## What to do
Search the entries for lines with the string "dome" and say how many there are, giving only the number.

## Extracted entries
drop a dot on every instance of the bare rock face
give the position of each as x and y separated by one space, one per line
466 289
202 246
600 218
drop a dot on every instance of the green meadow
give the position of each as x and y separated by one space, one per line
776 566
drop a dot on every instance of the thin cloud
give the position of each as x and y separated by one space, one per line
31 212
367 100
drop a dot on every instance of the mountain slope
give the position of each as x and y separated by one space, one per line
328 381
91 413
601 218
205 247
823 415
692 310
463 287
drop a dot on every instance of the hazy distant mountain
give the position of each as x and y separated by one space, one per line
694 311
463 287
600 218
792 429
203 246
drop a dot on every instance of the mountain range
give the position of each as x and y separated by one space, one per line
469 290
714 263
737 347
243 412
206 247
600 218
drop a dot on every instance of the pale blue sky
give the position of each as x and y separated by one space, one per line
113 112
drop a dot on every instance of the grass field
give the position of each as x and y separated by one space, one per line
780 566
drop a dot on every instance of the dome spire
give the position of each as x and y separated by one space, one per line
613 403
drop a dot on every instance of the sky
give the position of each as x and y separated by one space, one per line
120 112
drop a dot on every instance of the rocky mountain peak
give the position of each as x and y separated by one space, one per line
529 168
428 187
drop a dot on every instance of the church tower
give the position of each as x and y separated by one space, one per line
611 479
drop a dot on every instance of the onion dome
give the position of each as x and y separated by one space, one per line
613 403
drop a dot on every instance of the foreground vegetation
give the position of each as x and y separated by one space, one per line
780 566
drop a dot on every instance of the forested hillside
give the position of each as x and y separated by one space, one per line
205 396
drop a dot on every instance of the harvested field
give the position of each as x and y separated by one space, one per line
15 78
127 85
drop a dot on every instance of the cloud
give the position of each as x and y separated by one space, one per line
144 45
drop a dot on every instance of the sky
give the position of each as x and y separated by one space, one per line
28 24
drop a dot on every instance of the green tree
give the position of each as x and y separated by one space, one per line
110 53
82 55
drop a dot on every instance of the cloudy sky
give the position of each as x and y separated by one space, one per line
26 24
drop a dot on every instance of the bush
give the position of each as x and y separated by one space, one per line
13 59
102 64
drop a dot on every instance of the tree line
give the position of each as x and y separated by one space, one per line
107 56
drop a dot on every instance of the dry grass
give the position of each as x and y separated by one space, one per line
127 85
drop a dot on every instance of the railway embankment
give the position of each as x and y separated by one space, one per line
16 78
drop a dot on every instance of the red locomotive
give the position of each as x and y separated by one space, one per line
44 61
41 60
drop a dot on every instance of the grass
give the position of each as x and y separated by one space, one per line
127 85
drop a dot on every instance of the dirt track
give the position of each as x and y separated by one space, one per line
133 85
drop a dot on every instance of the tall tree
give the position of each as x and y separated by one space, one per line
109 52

## Answer to this exercise
2